Which lines in the records below contain the word "black"? Copy each one.

Data entries:
########
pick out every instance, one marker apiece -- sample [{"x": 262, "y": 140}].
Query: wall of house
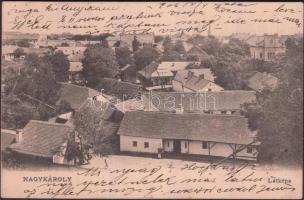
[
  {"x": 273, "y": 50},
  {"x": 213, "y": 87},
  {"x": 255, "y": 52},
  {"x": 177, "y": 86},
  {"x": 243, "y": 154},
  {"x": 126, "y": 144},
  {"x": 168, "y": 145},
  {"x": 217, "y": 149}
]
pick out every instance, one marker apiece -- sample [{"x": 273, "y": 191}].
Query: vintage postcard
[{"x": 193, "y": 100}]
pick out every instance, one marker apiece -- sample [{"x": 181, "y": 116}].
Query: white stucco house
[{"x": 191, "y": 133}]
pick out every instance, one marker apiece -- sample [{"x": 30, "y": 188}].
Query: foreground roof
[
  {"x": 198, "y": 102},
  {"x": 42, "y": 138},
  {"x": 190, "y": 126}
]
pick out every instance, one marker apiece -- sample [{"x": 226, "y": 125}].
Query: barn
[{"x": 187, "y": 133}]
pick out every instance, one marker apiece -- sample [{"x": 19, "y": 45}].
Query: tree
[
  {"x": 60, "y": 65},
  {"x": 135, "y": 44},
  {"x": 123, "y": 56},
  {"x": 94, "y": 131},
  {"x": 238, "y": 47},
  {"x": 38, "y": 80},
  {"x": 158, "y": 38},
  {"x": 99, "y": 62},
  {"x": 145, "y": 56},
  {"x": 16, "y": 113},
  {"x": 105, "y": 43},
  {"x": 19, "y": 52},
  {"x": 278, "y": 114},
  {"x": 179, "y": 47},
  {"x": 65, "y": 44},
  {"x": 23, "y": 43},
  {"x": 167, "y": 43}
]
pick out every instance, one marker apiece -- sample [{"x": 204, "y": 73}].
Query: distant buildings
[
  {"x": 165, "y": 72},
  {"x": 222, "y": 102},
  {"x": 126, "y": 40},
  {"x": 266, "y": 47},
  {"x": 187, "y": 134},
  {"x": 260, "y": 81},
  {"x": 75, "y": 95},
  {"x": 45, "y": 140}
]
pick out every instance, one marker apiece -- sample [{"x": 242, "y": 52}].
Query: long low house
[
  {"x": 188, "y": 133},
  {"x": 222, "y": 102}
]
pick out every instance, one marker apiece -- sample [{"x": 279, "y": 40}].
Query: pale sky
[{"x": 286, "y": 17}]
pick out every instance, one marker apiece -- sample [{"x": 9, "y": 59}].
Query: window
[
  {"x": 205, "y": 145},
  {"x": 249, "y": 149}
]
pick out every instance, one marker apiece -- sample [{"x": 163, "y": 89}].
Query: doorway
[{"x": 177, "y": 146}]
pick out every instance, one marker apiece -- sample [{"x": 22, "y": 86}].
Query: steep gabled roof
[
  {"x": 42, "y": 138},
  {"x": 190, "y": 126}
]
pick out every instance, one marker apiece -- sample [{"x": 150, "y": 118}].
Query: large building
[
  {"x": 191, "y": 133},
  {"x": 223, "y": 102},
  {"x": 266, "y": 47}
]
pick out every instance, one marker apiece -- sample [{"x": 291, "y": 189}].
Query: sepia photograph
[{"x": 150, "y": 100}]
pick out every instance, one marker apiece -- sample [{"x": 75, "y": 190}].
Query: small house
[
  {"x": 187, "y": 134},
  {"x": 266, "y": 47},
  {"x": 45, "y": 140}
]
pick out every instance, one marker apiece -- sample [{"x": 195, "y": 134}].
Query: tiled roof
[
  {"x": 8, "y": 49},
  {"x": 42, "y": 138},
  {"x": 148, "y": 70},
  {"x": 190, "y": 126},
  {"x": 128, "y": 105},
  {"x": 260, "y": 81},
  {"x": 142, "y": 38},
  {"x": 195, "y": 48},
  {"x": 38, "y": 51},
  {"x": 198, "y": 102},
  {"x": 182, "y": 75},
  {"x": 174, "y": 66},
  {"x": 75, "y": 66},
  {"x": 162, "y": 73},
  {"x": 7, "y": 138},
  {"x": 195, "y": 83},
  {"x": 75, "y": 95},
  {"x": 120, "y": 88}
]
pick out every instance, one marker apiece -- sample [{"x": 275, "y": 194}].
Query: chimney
########
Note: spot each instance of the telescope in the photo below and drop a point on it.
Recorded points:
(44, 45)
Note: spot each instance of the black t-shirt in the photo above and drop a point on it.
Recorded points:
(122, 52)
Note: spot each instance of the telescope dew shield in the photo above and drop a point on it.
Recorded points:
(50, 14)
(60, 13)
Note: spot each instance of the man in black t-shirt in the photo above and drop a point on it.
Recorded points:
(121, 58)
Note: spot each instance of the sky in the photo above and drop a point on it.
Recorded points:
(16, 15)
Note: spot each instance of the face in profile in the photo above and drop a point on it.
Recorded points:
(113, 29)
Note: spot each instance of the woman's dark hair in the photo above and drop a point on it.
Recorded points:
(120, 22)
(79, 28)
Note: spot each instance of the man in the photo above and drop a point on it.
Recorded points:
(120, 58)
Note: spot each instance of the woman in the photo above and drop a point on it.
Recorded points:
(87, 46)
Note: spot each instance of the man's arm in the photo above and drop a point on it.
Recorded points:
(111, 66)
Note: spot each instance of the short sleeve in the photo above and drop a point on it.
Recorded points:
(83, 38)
########
# Exercise answer
Note: spot each instance of the black t-shirt in the photo above and drop a point on it.
Note: spot each instance of the man in black t-shirt in the photo above and drop a point on it.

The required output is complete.